*What you have to do*
Please read the records below and return each line holding the string "water".

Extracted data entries
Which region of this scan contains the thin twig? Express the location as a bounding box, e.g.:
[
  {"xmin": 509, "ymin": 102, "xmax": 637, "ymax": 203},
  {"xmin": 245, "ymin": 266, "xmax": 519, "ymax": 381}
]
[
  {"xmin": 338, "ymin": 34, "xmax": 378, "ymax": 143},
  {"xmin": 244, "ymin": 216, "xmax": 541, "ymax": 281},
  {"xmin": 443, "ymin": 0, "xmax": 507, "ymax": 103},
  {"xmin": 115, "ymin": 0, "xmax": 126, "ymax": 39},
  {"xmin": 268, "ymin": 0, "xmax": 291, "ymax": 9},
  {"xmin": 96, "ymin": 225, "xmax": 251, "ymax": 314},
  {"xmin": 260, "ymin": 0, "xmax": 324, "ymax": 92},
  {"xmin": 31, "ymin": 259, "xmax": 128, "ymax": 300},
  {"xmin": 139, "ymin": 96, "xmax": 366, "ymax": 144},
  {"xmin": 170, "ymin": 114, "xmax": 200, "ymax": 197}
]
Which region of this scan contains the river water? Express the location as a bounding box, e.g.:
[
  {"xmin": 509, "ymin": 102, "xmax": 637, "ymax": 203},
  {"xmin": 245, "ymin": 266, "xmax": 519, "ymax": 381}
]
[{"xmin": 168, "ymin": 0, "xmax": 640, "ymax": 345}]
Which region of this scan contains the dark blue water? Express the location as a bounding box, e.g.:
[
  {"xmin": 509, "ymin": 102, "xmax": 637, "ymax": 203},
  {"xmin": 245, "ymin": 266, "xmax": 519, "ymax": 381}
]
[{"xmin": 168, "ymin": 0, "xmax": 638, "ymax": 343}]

*Response*
Which region of this scan contains the river water? Express the location as a bounding box, e.g.:
Which region of this scan contains the dark blue water? Express the location as a bounding box, e.g.:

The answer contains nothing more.